● **Goal**: Please update the part that opens with the line containing "Objective — for every instance of the gray" and runs to the end of the lines, replacing "visible part" with "visible area" and leaving everything else unchanged. Give back only those lines, without the pictures.

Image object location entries
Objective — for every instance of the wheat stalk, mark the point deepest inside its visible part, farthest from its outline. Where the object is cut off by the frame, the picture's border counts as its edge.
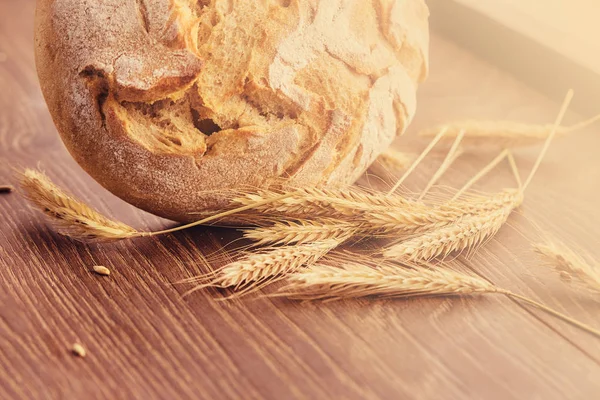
(569, 264)
(356, 280)
(75, 219)
(70, 216)
(503, 134)
(321, 202)
(390, 162)
(298, 232)
(472, 230)
(467, 233)
(256, 270)
(6, 188)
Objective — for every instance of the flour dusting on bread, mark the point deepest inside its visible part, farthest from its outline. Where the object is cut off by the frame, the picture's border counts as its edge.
(164, 101)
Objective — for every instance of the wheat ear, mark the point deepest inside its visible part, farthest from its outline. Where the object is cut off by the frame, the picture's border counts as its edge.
(257, 270)
(70, 216)
(355, 280)
(6, 188)
(569, 264)
(298, 232)
(75, 219)
(473, 230)
(503, 134)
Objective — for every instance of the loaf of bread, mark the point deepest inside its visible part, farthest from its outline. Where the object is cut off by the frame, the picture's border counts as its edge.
(168, 102)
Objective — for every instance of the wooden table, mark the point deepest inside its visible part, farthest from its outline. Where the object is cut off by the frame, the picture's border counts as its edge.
(144, 340)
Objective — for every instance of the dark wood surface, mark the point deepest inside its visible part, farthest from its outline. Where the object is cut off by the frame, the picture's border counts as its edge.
(144, 340)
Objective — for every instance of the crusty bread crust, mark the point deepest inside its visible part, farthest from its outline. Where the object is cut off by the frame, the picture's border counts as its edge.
(167, 102)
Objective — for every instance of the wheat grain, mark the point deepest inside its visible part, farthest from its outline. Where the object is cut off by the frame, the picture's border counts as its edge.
(101, 270)
(78, 350)
(469, 232)
(356, 280)
(502, 134)
(298, 232)
(390, 162)
(70, 216)
(570, 264)
(6, 188)
(257, 270)
(359, 280)
(73, 218)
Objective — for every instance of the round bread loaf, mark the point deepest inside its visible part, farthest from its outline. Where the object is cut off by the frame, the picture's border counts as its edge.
(166, 102)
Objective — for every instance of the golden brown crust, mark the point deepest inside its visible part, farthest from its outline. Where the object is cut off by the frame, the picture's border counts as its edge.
(164, 101)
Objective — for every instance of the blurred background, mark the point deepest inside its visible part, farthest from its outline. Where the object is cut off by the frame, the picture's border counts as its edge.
(551, 44)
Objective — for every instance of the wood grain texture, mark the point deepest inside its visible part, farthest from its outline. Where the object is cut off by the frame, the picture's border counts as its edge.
(144, 340)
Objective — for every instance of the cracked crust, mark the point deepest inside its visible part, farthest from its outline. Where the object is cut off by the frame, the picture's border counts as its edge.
(166, 101)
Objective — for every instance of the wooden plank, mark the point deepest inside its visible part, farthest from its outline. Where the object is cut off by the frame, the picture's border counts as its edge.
(144, 340)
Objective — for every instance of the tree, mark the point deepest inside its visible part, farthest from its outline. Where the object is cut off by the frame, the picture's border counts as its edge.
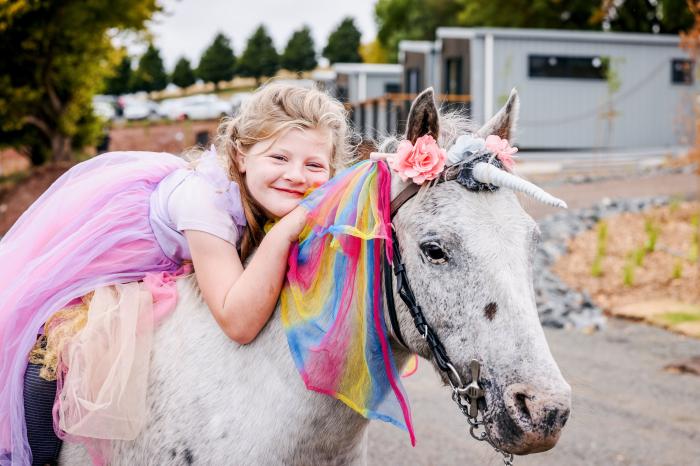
(218, 63)
(374, 52)
(55, 57)
(259, 57)
(120, 81)
(299, 55)
(399, 20)
(150, 74)
(666, 16)
(344, 43)
(183, 76)
(545, 14)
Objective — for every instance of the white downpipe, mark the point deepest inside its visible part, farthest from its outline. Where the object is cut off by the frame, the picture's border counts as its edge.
(362, 87)
(488, 76)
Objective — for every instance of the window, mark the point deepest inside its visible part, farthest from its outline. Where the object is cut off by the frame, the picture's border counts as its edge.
(342, 93)
(392, 88)
(412, 80)
(682, 71)
(551, 66)
(453, 76)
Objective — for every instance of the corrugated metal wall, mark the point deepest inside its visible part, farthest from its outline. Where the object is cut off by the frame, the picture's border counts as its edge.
(570, 113)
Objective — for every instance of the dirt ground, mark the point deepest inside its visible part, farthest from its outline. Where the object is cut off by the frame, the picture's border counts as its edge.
(624, 277)
(174, 138)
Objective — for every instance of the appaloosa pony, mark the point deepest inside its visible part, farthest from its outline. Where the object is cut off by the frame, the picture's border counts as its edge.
(468, 254)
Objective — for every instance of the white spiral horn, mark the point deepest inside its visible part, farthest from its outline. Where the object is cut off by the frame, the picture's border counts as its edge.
(487, 173)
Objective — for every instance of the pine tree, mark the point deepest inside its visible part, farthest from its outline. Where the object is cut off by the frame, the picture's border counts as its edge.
(299, 55)
(218, 62)
(183, 76)
(344, 43)
(260, 57)
(55, 57)
(120, 82)
(150, 74)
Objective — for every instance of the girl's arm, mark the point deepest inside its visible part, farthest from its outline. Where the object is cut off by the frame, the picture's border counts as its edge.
(242, 300)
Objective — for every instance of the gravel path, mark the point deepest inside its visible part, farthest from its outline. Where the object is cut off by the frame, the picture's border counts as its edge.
(626, 409)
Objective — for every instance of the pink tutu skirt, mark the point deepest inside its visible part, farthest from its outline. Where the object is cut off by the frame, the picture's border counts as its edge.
(90, 229)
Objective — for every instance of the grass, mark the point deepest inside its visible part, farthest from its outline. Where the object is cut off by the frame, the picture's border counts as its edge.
(652, 235)
(7, 181)
(677, 270)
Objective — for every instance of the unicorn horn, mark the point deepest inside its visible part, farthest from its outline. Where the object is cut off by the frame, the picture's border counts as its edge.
(487, 173)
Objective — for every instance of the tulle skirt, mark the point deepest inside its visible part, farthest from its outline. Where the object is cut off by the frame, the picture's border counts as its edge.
(89, 230)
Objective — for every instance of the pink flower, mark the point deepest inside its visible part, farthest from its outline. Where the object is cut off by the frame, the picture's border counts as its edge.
(421, 162)
(502, 149)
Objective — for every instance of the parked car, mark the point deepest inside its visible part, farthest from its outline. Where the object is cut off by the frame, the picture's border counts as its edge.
(172, 108)
(238, 99)
(137, 109)
(202, 107)
(104, 110)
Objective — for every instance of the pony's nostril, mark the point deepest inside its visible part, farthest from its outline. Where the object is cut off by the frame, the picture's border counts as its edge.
(521, 407)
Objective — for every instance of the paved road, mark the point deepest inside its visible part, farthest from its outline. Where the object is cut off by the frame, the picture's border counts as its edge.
(626, 409)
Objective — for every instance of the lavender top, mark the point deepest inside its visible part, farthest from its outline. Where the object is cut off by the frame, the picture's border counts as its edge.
(198, 197)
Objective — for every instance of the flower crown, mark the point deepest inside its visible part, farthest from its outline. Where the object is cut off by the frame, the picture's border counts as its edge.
(425, 160)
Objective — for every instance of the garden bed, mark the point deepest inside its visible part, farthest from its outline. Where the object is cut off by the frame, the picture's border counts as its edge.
(641, 265)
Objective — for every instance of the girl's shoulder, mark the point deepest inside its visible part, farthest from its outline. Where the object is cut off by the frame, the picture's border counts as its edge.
(205, 181)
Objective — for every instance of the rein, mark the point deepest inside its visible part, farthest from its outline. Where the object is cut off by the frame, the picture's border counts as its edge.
(466, 396)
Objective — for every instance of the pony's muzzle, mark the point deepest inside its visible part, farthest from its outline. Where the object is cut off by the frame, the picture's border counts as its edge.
(538, 414)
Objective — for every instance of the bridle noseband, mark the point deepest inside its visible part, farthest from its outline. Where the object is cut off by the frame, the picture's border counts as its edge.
(466, 396)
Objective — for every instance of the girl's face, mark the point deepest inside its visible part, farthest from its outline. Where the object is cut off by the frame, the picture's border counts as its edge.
(278, 175)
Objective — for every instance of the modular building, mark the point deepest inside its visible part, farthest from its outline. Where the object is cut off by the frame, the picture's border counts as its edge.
(578, 89)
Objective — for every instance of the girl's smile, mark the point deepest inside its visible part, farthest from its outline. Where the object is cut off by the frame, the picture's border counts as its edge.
(279, 174)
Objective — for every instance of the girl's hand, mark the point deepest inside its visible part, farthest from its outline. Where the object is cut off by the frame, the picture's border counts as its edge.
(293, 223)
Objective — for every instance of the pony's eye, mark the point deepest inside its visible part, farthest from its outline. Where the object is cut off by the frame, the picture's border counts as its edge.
(434, 252)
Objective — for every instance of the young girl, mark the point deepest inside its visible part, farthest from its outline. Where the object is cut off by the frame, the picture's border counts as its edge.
(129, 217)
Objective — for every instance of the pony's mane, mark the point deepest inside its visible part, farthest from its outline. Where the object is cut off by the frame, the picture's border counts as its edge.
(453, 123)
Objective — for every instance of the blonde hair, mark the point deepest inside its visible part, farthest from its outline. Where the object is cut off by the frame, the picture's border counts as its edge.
(269, 112)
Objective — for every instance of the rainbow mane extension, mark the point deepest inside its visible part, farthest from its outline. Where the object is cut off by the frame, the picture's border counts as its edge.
(333, 301)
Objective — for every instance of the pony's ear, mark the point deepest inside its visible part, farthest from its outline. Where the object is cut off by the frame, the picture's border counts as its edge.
(423, 117)
(502, 124)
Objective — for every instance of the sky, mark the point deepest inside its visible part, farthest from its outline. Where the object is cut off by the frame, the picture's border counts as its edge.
(187, 27)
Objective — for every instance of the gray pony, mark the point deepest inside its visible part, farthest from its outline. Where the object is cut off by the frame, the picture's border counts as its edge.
(468, 255)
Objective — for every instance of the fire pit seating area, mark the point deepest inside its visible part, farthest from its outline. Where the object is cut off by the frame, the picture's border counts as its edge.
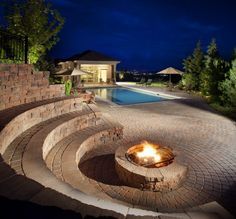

● **Response**:
Objective — for every instance of the gray pony, mark the point deepest inside its visible area, farthest from its outline. Where the object is cut off by the frame, the picture's border counts as its edge.
(468, 255)
Objective — for every instance of the fire pit seating area, mark the point deepest inside its visible area, farthest from its outline. Where the object is cut off by the frame, the picture's border counts as its edge.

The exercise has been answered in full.